Set task: Reproduce word for word the passage of the Obama news conference article starting at "At his last news conference on Wednesday, outgoing" and ending at "or a Latino.".

At his last news conference on Wednesday, outgoing US President Barack Obama, 55, said if America continued to be inclusive, giving equal opportunity to everyone, “Who knows who we’re going to have?”

world Updated: Jan 19, 2017 22:08 IST
Yashwant Raj
In this Jan. 18, 2017, photo, President Barack Obama taps the podium as he concludes his final presidential news conference in the briefing room of the White House in Washington.
In this Jan. 18, 2017, photo, President Barack Obama taps the podium as he concludes his final presidential news conference in the briefing room of the White House in Washington. (AP)

Reflecting on his election as the first black US president and the increasing racial and religious diversity in the country, President Barack Obama has said he believes the US will some day send a Hindu or a Jew to the White House. Or a woman, or a Latino.

The outgoing president also made clear he was not going away entirely as he planned to speak out if and when he saw “our core values” in danger, serving up a thinly veiled warning to president-elect Donald Trump and his team.

Taking questions at his last news conference on Wednesday Obama, 55, said if America continued to be inclusive, giving equal opportunity to everyone, “we’re going to have a woman president, we’re going to have a Latino president, and we’ll have a Jewish president, a Hindu president”.

“Who knows who we’re going to have?” he wrapped up the argument with the usual Obama flourish tailored to get a laugh, “I suspect we’ll have a whole bunch of mixed-up presidents at some point that nobody really knows what to call them.”

As reporters cracked up, expectedly, the context of his remarks couldn’t have been lost on anyone. The United States had passed up, once again, a chance to elect a woman as its president just a few weeks ago, someone Obama had campaigned for.

The country took nearly 220 years since its first presidential election to elect an African American president, and as a Protestant-majority country it waited more than 170 years to pick its first Catholic president, John F Kennedy.

And, as Obama said, it has had no Jewish or Hindu person as president or even one from the Latino community, which is the largest minority community in the US now, overtaking African Americans. There are about 4 million Jews and an estimated 2.29 million Hindus in the US.

They have a long way to go. Tulsi Gabbard, a Democrat from Hawaii who became the first Hindu elected to the US Congress (the House of Representatives) in 2012, is often spoken as a leading prospect from this tiny religious minority.

Gabbard was joined in 2017 by three more Hindus, all Indian Americans — Rohit “Ro” Khanna, Pramila Jayapal and Raja Krishnamoorthi. Gabbard is not of Indian descent, although people often mistake her as one since she is a Hindu.

Any one of them could some day become president if, as Obama said while reflecting on his own election, America continued to give every citizen equal opportunity. “Inequality”, he said, is among a few things he worries about as he leaves office.

Given data:
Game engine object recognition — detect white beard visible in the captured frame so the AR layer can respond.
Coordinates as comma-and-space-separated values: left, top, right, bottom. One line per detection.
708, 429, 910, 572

Complete response:
At his last news conference on Wednesday, outgoing US President Barack Obama, 55, said if America continued to be inclusive, giving equal opportunity to everyone, “Who knows who we’re going to have?”

world Updated: Jan 19, 2017 22:08 IST
Yashwant Raj
In this Jan. 18, 2017, photo, President Barack Obama taps the podium as he concludes his final presidential news conference in the briefing room of the White House in Washington.
In this Jan. 18, 2017, photo, President Barack Obama taps the podium as he concludes his final presidential news conference in the briefing room of the White House in Washington. (AP)

Reflecting on his election as the first black US president and the increasing racial and religious diversity in the country, President Barack Obama has said he believes the US will some day send a Hindu or a Jew to the White House. Or a woman, or a Latino.